▶ Information provided
○ ○ ○ ○
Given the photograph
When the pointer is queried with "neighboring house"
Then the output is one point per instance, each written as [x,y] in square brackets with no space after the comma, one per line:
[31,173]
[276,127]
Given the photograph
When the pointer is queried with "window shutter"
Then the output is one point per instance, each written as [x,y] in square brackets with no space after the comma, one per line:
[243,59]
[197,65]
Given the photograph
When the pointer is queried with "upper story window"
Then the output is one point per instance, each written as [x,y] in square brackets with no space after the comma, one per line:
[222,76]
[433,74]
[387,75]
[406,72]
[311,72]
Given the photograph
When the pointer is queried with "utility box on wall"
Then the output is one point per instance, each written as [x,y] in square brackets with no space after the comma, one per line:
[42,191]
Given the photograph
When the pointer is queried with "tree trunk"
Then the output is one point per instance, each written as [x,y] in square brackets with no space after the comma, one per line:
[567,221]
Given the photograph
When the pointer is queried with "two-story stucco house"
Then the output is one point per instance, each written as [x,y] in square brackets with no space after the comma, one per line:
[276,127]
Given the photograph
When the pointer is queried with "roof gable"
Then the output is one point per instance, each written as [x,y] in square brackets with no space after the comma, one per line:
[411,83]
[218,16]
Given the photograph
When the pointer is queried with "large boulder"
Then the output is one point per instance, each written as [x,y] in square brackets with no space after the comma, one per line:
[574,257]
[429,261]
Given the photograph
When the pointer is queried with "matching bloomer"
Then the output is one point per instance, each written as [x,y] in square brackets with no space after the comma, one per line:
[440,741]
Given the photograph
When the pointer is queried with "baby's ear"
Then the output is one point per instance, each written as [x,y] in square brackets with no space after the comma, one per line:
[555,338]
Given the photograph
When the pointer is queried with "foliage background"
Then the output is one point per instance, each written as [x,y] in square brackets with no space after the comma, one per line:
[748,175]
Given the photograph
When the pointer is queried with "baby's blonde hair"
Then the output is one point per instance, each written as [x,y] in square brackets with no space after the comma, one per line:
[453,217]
○ ○ ○ ○
▶ Task requirements
Recopy the entries above exactly, with every line included.

▶ Task answer
Given the photograph
When the pointer is queried with "neighboring house"
Then the output is one point per instance, each written as [x,y] in square brackets with no space after the comma, one per line:
[31,173]
[276,127]
Given the photograph
When the pointer is queried with "window shutter"
Then the output is one point per instance, each written as [x,y] in square brackets with no space after the comma, one per line:
[243,59]
[197,65]
Given the photograph
When the pointer is queried with "upper story window"
Then the output is one point per instance, each written as [x,y] in square brackets with no space after the comma, one per line:
[222,76]
[433,74]
[387,75]
[406,72]
[311,72]
Given the photograph
When the pointer is queried with "utility box on wall"
Then the output is one point per instance, each written as [x,y] in square brackets with no space after the comma, one per line:
[42,191]
Given the photograph
When the pointer is queried with "tree trunk"
Then the output is one point per instance, each written as [x,y] in square brackets with no space after the comma, one per line:
[567,221]
Given the photograph
When the pointer is queried with "two-story stucco house"
Then the output is one point per instance, each written as [x,y] in square brackets with no space after the comma, one per line:
[276,127]
Given the photograph
When the pointer is queried with "roof gable"
Then the output is one point per instance, each written as [x,y] in square brackets with no space after the comma, one per line:
[411,83]
[218,16]
Given the photograph
When the pointer is queried with "large boulder"
Then the output is one point per instance, each written as [x,y] in square brackets with no space after the comma, one per line:
[574,257]
[429,261]
Given the photograph
When the pointer is queried with "matching bloomer"
Then the output is one point per instance, each written as [x,y] in square brackets with no space after the comma, one per line:
[440,741]
Given the photograph
When the pointer is queried with "baby's ear"
Then the output is one point per instance, each written as [x,y] in square brackets with no space after the comma, one per line:
[555,338]
Given the photograph
When the pointer is queried with "foliage background"
Then the output is one point per instance, each written as [x,y] in square brackets with no space after the comma, one per line:
[748,175]
Given the photograph
When the pointer is queried with "baby's blonde hair"
Then the output is one point per instance, each written as [x,y] in square brackets with no space after the comma, one per line:
[453,217]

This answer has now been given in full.